PASSAGE GIVEN
ACA Update | August 4, 2017: After Repeal Failure, Focus Turns to Cost-Sharing Payments and Market Stabilization
Since the “skinny repeal” bill’s dramatic failure in the Senate last week, all eyes have been on critical cost-sharing payments (CSR’s) and market stabilization.
The Senate HELP Committee, led by Chairman Lamar Alexander (R-LA) and Ranking Member Patty Murray (D-WA), have only weeks to address these issues, before insurance companies make their final decisions on premium rates for 2018 Obamacare plans. In a long-awaited turnaround from the past several months, they announced that committee hearings would take place to look into these issues beginning the week of September 4th.
Sen. Alexander said he supports funding CSR payments, but adds “it also should include greater flexibility for states in approving health insurance policies. Any solution that Congress passes for a 2018 stabilization package would need to be small, bipartisan and balanced.” However, reports also mention that Sen. Alexander “has proposed expanding state innovation waivers to allow states to waive ACA insurance requirements such as minimum essential health benefits.” This will undoubtedly be something to keep a close eye moving forward.
That said, as Politico reports, should Alexander and Murray get a bill through committee, it would have a strong shot at passage in the full Senate.

DATA EXTRACT
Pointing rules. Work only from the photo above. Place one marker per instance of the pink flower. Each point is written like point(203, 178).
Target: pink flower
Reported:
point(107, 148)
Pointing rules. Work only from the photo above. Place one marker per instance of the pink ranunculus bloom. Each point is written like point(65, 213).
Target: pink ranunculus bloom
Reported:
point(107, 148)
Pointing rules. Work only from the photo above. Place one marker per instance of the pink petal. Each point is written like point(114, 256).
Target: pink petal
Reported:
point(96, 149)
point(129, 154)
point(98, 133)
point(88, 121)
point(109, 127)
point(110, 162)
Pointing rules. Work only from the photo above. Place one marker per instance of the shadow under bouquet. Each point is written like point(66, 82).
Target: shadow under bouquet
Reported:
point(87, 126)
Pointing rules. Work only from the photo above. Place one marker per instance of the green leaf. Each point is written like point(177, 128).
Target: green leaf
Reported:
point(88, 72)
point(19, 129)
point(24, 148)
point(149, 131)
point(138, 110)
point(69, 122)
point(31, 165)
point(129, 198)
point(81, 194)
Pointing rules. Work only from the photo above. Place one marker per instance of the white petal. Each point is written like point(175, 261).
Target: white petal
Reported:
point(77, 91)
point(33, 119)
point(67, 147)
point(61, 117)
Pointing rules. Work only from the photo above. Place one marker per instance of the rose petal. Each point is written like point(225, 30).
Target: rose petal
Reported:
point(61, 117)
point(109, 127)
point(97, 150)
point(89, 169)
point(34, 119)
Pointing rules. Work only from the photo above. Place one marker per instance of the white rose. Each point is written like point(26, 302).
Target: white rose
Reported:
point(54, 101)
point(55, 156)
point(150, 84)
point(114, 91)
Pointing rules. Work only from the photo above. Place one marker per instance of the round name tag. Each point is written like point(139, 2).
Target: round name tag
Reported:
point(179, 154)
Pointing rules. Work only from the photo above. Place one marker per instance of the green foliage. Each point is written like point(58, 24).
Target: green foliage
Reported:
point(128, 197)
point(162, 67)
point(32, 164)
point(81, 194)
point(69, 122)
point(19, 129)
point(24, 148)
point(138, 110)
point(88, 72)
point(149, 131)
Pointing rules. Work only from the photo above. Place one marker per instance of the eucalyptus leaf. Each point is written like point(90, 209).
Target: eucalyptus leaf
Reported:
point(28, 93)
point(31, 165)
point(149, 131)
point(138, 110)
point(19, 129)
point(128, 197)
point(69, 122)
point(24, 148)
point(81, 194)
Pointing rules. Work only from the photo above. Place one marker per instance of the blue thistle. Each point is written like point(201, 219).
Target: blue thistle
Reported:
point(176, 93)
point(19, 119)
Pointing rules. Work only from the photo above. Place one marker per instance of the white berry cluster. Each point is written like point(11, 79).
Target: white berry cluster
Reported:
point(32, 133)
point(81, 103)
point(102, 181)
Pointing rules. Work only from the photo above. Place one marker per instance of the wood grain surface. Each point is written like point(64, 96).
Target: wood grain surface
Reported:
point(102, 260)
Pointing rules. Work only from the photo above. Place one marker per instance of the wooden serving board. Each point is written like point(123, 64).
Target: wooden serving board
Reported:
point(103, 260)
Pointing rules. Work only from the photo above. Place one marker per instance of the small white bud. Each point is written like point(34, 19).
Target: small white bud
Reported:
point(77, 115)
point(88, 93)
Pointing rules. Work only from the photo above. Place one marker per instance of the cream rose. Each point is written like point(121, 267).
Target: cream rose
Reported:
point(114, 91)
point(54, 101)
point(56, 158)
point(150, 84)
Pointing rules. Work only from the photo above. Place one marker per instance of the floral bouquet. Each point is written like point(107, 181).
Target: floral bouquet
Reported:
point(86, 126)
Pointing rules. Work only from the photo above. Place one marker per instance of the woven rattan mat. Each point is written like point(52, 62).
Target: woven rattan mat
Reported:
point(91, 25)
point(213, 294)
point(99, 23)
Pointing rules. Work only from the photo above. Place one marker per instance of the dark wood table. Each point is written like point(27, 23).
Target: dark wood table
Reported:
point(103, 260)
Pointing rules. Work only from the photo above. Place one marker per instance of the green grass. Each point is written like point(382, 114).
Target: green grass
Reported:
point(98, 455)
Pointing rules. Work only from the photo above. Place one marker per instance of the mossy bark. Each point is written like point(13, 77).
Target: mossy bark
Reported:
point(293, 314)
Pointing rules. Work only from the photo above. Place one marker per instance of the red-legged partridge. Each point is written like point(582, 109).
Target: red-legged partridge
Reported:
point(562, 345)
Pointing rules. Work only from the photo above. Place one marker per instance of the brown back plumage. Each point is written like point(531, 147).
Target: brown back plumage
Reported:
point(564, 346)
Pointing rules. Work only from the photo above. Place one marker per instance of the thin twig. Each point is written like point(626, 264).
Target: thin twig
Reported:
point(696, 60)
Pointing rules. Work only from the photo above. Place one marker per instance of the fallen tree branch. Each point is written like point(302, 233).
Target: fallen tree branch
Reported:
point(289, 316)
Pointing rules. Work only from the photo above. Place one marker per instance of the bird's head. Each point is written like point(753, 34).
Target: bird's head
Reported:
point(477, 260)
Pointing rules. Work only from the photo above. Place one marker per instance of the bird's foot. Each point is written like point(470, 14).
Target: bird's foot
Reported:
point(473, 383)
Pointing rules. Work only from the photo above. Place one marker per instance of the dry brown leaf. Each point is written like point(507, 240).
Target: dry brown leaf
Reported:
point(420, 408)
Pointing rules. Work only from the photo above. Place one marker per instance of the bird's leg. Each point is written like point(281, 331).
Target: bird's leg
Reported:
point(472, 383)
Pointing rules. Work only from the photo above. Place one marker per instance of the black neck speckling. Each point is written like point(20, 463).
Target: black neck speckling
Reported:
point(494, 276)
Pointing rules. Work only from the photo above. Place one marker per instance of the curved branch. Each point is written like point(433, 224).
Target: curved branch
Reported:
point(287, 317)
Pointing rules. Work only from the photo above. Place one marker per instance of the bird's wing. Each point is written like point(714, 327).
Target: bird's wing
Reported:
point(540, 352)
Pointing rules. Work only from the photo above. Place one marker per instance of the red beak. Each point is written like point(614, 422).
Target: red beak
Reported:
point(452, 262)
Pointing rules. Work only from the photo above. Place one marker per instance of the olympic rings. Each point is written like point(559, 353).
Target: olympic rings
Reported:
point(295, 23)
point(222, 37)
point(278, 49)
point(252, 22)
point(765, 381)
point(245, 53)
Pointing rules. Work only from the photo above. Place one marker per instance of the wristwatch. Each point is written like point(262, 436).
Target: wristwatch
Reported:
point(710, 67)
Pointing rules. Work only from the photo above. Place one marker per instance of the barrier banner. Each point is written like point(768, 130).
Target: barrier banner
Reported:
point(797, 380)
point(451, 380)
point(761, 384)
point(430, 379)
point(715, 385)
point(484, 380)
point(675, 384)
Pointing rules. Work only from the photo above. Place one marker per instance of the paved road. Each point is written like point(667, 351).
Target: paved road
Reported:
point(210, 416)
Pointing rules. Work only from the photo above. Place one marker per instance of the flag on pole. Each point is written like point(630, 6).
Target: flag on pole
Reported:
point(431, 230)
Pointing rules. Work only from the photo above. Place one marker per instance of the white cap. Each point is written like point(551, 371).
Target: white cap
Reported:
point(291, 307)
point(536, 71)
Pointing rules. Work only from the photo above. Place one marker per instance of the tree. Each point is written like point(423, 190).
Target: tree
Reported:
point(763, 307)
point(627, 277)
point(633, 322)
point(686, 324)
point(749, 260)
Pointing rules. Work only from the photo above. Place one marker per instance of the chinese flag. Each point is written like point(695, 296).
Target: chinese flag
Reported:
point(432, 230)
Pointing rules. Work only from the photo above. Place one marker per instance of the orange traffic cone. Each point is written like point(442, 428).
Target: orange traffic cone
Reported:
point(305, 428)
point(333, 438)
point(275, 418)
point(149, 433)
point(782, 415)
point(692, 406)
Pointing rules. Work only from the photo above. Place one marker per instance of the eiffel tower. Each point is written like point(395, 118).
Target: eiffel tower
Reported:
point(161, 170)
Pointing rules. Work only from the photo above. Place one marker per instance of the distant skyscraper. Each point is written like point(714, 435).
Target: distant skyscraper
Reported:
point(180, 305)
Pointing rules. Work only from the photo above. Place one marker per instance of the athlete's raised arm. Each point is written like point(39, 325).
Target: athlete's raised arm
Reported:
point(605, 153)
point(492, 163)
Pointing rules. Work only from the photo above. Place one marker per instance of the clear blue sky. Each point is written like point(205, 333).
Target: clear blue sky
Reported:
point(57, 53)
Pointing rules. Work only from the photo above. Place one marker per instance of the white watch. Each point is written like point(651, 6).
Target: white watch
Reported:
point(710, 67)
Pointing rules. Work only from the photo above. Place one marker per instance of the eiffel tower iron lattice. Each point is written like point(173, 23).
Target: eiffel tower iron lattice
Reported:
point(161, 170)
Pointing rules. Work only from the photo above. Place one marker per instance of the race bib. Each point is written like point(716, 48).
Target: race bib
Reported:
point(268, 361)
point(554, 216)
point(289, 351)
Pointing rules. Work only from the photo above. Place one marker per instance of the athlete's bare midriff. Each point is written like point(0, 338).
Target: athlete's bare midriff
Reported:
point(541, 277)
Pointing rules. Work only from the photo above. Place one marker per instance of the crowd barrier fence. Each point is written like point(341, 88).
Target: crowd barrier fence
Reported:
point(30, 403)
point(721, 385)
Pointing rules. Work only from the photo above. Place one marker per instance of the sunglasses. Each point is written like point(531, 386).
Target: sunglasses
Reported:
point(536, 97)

CHALLENGES
a) Please set down everything from "ACA Update |" down to "of September 4th." in the ACA update, word for word.
b) Take the ACA update further, picking up right after its final sentence.
The data above comes from a different source than the ACA update.

RESPONSES PER TASK
a)
ACA Update | August 4, 2017: After Repeal Failure, Focus Turns to Cost-Sharing Payments and Market Stabilization
Since the “skinny repeal” bill’s dramatic failure in the Senate last week, all eyes have been on critical cost-sharing payments (CSR’s) and market stabilization.
The Senate HELP Committee, led by Chairman Lamar Alexander (R-LA) and Ranking Member Patty Murray (D-WA), have only weeks to address these issues, before insurance companies make their final decisions on premium rates for 2018 Obamacare plans. In a long-awaited turnaround from the past several months, they announced that committee hearings would take place to look into these issues beginning the week of September 4th.

b)
President Trump appears to be mulling two new ways to sabotage the Affordable Care Act: https://t.co/zQyTl4HjIg
— Vox (@voxdotcom) August 1, 2017
President Donald Trump has repeatedly threatened to cut off CSR’s, a move experts say could cause Obamacare markets to explode. But early this week, a federal court ruled that state attorneys general would be allowed to intervene by arguing that pulling the payments would endanger the health insurance of millions of people on the exchanges. Sarah Kliff of Vox explains the details of the CSR’s and the impact of refusing to make good on these payments.
The CSR payments help reimburse insurers for providing plans with low deductibles and low out-of-pocket costs for poorer Americans on the exchanges. These payments are not a “bailout” of insurance companies, as the president has stated. These payments reduce out-of-pocket costs for families and insurers don’t make any profit off these payments.
Over the past few months, a slew of insurers and state insurance commissions reported that without the payments, premiums on the exchanges would increase substantially in 2018, by as much as 20 percent. “The Administration has the opportunity to stabilize the health insurance market across our nation and ensure that our residents can continue to access affordable health care coverage,” the statement from the Health and Human Services Committee of the National Governors Association said.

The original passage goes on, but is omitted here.